**SÉRIE D'EXERCICES**:
- A) Pouvez-vous recopier fidèlement le passage de la lettre sur le refuge du Goûter, en commençant à « Messieurs Lambert et » et en terminant à « être autrement ? » ?
- B) Dans la lettre sur le refuge du Goûter, réécrivez sous forme de liste le paragraphe qui commence par « Avec toute la promotion », en conservant ses faits principaux.
- C) Les affirmations suivantes concordent-elles avec la lettre sur le refuge du Goûter ? Répondez par oui ou par non pour chacune, en citant les mots décisifs de la lettre.
(i) L'auteur juge le mot « couillonades » impoli.
(ii) L'auteur estime que M. Peillex a raison d'alerter les autorités sur les dangers de la surfréquentation du refuge.
(iii) L'auteur approuve la méthode employée.

··· TEXTE FOURNI

Messieurs Lambert et Peillex,
Je suis avec attention le feuilleton du mont Blanc et les nouvelles "couillonades" (ça fait un peu mal aux oreilles mais je trouve ce mot plutôt rigolo et tout sauf impoli - j'espère donc que vous me pardonnerez cette facétie littéraire) autour du refuge du Goûter. Monsieur Peillex, vous avez raison d'alerter les autorités (compétentes ?) concernant les dangers liés à la surfréquentation de ce refuge. Mais comment pourrait-il en être autrement ?
Avec toute la promotion qui est faite sur le toit des Alpes depuis des années, avec la seule aura de ce sommet, avec la météo radieuse de ce début d'été, la capacité d'accueil des vallées qui l'entourent, la facilité d'accès par des sentiers boulevards, un train à crémaillère, un bout de câble à la moindre difficulté, une iconographie débordante et invitante... à quoi vous attendiez-vous d'autre ?
Alors, on ne fait rien ? Non bien sûr. Mais comme l'année dernière à propos de l'arrêté obligeant un équipement minimum, la méthode employée n'est pas la bonne. Elle appelle à beaucoup de questions auxquelles on aura du mal à répondre :
- Comment allez-vous mettre en place l'application de cet arrêté ? Allez-vous tendre une clôture électrique ceinturant toute la montagne du Goûter avec sentinelles munies de fléchettes anesthésiantes initialement destinées aux bouquetins du Bargy en cas de tentative de passage hors "sentier" ?

······
··· ENTRÉES

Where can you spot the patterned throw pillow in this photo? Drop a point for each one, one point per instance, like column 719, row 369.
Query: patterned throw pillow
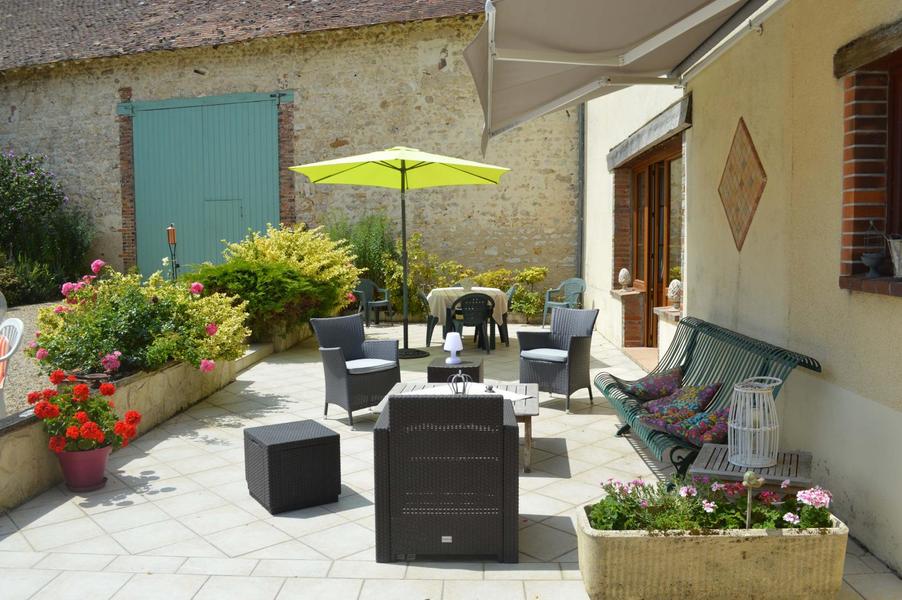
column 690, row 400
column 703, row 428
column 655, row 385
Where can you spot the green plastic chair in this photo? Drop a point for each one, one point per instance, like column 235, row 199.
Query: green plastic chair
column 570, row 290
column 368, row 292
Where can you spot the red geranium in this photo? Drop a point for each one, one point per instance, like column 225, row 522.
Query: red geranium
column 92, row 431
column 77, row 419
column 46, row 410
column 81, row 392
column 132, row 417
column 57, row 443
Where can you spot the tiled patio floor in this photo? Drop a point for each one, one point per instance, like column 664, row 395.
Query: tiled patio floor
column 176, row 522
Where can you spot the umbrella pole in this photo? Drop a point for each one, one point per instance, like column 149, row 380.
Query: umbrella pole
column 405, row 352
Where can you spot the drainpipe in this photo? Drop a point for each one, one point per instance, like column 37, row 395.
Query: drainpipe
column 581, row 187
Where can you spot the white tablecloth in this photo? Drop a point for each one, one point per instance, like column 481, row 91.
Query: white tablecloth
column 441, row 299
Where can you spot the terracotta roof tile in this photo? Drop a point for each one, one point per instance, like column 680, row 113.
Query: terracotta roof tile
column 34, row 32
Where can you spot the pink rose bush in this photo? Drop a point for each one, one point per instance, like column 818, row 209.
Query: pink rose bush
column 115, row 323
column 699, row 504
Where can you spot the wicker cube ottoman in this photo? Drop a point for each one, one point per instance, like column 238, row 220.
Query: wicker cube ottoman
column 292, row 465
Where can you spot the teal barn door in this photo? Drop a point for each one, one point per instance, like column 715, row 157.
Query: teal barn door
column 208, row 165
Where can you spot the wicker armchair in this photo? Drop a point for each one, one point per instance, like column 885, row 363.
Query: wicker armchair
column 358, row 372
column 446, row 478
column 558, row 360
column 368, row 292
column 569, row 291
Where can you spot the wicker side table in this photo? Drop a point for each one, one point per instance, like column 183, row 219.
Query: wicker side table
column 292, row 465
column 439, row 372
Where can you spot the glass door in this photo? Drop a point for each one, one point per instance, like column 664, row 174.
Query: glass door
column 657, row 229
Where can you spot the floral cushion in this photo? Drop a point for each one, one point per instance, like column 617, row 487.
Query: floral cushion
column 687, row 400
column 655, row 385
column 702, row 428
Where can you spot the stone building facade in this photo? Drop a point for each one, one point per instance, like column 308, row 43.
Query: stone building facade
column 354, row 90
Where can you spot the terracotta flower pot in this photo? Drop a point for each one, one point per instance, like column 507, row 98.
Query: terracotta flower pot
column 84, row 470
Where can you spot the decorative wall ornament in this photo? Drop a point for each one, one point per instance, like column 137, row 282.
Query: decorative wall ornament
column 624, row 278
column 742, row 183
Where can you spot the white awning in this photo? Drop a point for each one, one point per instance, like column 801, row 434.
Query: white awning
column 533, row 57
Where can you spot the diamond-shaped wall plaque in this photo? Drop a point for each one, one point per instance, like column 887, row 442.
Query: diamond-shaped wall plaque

······

**RÉPONSES CORRECTES**:
- A)
Messieurs Lambert et Peillex,
Je suis avec attention le feuilleton du mont Blanc et les nouvelles "couillonades" (ça fait un peu mal aux oreilles mais je trouve ce mot plutôt rigolo et tout sauf impoli - j'espère donc que vous me pardonnerez cette facétie littéraire) autour du refuge du Goûter. Monsieur Peillex, vous avez raison d'alerter les autorités (compétentes ?) concernant les dangers liés à la surfréquentation de ce refuge. Mais comment pourrait-il en être autrement ?

- B)
- La promotion faite depuis des années sur le toit des Alpes
- L'aura de ce sommet
- La météo radieuse de ce début d'été
- La capacité d'accueil des vallées qui l'entourent
- La facilité d'accès : sentiers boulevards, train à crémaillère, bout de câble à la moindre difficulté
- Une iconographie débordante et invitante

Avec tout cela, à quoi s'attendre d'autre ?

- C)
(i) Non : « je trouve ce mot plutôt rigolo et tout sauf impoli ».
(ii) Oui : « Monsieur Peillex, vous avez raison d'alerter les autorités (compétentes ?) concernant les dangers liés à la surfréquentation de ce refuge ».
(iii) Non : « la méthode employée n'est pas la bonne ».